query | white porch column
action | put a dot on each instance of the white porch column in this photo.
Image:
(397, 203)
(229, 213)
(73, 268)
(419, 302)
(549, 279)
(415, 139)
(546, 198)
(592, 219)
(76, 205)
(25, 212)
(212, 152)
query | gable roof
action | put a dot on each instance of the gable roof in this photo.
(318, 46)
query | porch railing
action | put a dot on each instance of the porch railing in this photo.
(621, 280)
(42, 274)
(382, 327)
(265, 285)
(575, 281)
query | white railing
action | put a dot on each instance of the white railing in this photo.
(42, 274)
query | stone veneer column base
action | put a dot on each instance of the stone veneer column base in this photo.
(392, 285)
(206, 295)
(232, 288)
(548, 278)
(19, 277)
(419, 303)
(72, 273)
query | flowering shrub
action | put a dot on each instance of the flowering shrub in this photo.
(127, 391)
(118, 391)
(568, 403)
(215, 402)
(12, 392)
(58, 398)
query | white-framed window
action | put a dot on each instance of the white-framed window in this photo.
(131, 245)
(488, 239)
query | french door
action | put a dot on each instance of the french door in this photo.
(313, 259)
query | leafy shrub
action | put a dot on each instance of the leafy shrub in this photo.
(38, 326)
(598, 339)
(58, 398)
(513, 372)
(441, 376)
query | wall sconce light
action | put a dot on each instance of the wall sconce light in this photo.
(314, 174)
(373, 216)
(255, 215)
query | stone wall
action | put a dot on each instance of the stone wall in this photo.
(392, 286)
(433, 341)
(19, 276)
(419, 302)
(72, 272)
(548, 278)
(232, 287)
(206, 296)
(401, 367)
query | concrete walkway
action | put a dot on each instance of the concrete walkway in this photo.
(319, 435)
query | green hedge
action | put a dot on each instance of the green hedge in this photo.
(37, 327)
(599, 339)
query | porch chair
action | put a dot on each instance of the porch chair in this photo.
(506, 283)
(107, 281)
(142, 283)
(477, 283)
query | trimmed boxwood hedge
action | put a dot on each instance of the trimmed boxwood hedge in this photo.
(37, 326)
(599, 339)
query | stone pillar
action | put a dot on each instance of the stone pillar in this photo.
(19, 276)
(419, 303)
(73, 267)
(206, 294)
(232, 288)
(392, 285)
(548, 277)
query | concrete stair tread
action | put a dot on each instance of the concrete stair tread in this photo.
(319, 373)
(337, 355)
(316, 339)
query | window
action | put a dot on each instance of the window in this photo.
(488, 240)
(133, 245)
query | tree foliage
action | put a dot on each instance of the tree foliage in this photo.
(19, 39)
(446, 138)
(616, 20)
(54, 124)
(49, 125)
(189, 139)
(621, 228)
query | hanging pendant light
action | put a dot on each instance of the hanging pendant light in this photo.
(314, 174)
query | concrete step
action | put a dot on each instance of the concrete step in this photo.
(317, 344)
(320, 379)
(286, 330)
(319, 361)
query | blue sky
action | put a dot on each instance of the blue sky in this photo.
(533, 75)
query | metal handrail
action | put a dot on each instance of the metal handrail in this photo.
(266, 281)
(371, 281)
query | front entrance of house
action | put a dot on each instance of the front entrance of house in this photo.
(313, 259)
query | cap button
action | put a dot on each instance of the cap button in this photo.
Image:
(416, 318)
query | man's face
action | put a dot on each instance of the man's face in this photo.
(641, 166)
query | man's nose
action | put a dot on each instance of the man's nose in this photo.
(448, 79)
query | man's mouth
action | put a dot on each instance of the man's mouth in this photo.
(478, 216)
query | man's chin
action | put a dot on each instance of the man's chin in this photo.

========

> [Stated problem]
Starting at the line containing "query | man's mouth" and ending at the last line of the records, can you write out those lines again, requests included, with each point coordinate shifted by -65?

> [Right answer]
query | man's mouth
action | put a dot on each instance of the man's mouth in this photo.
(413, 151)
query | man's chin
action | put a dot on each instance of the man's chin in this photo.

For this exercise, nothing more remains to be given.